→ WHAT YOU HAVE TO DO
Only the run of lines from the one containing "Grounding request — find the evergreen" through the last line should be returned, exactly as written.

Stored records:
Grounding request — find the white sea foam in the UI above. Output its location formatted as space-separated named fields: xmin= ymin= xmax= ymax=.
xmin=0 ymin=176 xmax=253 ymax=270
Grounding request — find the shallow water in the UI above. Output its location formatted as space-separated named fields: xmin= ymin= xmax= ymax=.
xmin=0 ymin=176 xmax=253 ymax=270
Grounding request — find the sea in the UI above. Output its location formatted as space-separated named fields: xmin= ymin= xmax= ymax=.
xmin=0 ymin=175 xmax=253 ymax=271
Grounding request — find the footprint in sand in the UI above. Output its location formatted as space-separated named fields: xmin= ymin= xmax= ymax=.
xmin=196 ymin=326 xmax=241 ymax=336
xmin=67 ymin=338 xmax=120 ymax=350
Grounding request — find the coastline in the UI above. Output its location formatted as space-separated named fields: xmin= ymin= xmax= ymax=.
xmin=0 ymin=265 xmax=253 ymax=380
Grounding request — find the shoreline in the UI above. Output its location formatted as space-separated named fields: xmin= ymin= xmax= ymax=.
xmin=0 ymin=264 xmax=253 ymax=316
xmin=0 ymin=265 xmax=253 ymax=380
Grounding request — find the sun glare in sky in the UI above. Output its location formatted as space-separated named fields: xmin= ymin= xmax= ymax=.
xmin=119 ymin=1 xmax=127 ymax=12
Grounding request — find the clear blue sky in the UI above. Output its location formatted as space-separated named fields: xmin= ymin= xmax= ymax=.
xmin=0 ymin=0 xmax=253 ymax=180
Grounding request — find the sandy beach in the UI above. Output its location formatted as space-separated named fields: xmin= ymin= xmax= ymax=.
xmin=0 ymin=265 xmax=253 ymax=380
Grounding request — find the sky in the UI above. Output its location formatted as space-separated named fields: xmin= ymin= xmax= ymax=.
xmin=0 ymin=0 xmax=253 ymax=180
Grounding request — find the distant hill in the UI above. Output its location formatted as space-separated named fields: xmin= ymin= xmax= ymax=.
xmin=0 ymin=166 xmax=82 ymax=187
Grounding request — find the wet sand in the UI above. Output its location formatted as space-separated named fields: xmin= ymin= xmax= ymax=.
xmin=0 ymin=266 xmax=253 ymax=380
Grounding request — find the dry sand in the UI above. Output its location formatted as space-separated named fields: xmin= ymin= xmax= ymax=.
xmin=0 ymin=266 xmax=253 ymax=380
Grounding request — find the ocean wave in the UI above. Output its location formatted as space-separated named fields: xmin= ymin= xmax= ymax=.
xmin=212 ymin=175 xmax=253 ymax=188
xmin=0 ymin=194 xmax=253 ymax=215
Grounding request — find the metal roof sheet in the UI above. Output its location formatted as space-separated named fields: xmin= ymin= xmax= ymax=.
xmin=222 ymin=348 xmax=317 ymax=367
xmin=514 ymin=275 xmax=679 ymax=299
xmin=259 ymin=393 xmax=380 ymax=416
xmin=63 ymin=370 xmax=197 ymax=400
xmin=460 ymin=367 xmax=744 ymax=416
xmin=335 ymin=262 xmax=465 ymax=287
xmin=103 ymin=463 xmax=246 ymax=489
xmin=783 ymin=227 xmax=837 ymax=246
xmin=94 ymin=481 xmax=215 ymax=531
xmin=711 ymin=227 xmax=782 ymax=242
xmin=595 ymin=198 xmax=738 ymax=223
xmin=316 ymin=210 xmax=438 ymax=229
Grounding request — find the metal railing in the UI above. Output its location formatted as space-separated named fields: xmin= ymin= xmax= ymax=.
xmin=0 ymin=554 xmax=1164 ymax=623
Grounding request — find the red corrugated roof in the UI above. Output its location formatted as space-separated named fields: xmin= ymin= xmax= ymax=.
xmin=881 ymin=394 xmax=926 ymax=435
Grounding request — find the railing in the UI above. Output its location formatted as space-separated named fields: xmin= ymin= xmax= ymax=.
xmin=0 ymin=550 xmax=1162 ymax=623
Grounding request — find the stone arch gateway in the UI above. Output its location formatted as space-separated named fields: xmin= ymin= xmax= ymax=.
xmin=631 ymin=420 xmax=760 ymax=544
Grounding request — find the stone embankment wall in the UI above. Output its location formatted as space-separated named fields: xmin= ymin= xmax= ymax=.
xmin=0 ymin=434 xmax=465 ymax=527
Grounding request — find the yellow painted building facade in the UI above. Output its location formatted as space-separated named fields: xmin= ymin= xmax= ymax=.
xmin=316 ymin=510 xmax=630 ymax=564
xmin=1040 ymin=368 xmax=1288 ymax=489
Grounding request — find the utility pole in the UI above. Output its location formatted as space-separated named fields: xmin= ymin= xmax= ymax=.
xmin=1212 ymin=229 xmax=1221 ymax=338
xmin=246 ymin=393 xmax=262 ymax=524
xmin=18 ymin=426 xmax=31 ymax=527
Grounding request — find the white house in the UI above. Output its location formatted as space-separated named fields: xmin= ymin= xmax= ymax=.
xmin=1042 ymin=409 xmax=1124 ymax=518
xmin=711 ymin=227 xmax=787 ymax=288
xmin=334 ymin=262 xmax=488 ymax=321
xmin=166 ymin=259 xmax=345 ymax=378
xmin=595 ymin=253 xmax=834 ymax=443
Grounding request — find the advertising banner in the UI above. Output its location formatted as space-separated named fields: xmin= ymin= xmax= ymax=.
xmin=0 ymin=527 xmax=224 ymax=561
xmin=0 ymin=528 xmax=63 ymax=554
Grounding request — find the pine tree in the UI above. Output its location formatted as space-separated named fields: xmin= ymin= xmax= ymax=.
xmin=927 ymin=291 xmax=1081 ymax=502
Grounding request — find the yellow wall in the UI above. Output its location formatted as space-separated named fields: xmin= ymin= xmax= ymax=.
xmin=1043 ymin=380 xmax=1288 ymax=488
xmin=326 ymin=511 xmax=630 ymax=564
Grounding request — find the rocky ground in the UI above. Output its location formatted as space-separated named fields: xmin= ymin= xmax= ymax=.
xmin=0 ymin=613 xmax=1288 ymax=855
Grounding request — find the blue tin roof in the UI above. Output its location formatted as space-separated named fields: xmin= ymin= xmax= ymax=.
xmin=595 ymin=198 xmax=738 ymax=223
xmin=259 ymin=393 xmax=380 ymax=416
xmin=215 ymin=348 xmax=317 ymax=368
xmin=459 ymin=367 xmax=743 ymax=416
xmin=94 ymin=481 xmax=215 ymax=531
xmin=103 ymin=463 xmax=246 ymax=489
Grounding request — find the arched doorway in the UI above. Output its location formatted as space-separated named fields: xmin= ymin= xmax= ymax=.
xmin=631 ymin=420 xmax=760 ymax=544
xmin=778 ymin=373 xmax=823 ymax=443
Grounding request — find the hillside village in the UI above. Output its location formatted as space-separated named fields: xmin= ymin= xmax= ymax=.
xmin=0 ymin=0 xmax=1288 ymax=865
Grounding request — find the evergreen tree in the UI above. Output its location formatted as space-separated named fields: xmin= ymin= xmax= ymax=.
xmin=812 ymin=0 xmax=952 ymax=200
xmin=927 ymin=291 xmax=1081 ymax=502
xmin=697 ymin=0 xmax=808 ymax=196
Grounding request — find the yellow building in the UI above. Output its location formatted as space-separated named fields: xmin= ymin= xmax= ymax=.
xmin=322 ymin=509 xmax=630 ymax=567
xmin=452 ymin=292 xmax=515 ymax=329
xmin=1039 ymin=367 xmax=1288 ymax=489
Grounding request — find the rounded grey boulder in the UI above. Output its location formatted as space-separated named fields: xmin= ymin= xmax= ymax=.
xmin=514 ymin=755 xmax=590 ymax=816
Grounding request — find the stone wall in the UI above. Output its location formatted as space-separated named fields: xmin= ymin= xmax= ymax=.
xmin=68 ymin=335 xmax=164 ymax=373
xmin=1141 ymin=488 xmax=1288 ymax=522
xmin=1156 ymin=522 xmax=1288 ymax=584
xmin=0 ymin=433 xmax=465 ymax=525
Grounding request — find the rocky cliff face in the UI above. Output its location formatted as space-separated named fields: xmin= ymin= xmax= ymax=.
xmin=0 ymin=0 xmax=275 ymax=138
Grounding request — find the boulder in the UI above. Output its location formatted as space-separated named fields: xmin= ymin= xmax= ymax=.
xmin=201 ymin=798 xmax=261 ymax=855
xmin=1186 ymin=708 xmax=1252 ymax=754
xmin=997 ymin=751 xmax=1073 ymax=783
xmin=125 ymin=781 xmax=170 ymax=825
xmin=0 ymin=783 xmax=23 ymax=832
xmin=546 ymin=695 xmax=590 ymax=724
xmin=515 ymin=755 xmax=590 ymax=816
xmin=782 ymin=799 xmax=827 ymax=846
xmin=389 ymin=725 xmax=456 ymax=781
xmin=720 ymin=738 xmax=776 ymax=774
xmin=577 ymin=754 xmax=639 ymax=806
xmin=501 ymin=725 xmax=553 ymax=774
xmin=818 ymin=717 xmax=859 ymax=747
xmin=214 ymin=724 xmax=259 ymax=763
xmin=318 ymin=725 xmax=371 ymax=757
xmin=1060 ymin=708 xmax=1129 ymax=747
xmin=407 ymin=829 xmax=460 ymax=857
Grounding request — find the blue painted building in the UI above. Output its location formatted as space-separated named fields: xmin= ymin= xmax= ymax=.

→ EXERCISE ANSWER
Grounding request — find the evergreen tree in the UI above. Output its location formatted as space-separated named fields: xmin= ymin= xmax= ymax=.
xmin=812 ymin=0 xmax=952 ymax=200
xmin=927 ymin=291 xmax=1081 ymax=502
xmin=697 ymin=0 xmax=808 ymax=196
Grounding request — find the yellow building in the UI above. Output its location formatted as space-separated named fields: xmin= ymin= xmax= ymax=.
xmin=322 ymin=509 xmax=630 ymax=567
xmin=452 ymin=292 xmax=515 ymax=329
xmin=1039 ymin=367 xmax=1288 ymax=489
Grounding request — find the rounded grey boulder in the UI above. Output its location formatted as space-separated named fields: xmin= ymin= xmax= ymax=.
xmin=514 ymin=755 xmax=590 ymax=816
Grounding request — find the stone wall in the UI above. Output its location formatted as space-separated named fields: xmin= ymin= xmax= ymax=.
xmin=68 ymin=335 xmax=164 ymax=373
xmin=1141 ymin=488 xmax=1288 ymax=522
xmin=1156 ymin=522 xmax=1288 ymax=584
xmin=0 ymin=433 xmax=465 ymax=525
Grounding request — find the rocky cliff face in the UI above. Output its location formatted as space-separated named fields: xmin= ymin= xmax= ymax=.
xmin=0 ymin=0 xmax=275 ymax=138
Grounding request — find the boulder in the UI above. Output its location formatted as space-separated named fields: xmin= ymin= xmax= ymax=.
xmin=201 ymin=798 xmax=261 ymax=855
xmin=1186 ymin=708 xmax=1252 ymax=754
xmin=997 ymin=751 xmax=1073 ymax=783
xmin=125 ymin=781 xmax=170 ymax=825
xmin=0 ymin=783 xmax=23 ymax=832
xmin=546 ymin=695 xmax=590 ymax=724
xmin=515 ymin=755 xmax=590 ymax=816
xmin=782 ymin=799 xmax=827 ymax=846
xmin=389 ymin=725 xmax=456 ymax=781
xmin=720 ymin=738 xmax=776 ymax=774
xmin=577 ymin=754 xmax=639 ymax=806
xmin=501 ymin=725 xmax=553 ymax=774
xmin=818 ymin=717 xmax=859 ymax=747
xmin=214 ymin=724 xmax=259 ymax=763
xmin=318 ymin=725 xmax=371 ymax=757
xmin=1060 ymin=708 xmax=1129 ymax=747
xmin=407 ymin=829 xmax=460 ymax=857
Grounding request — find the blue painted building in the UI above. Output its location formatted as space-separated named fields: xmin= ymin= xmax= ymax=.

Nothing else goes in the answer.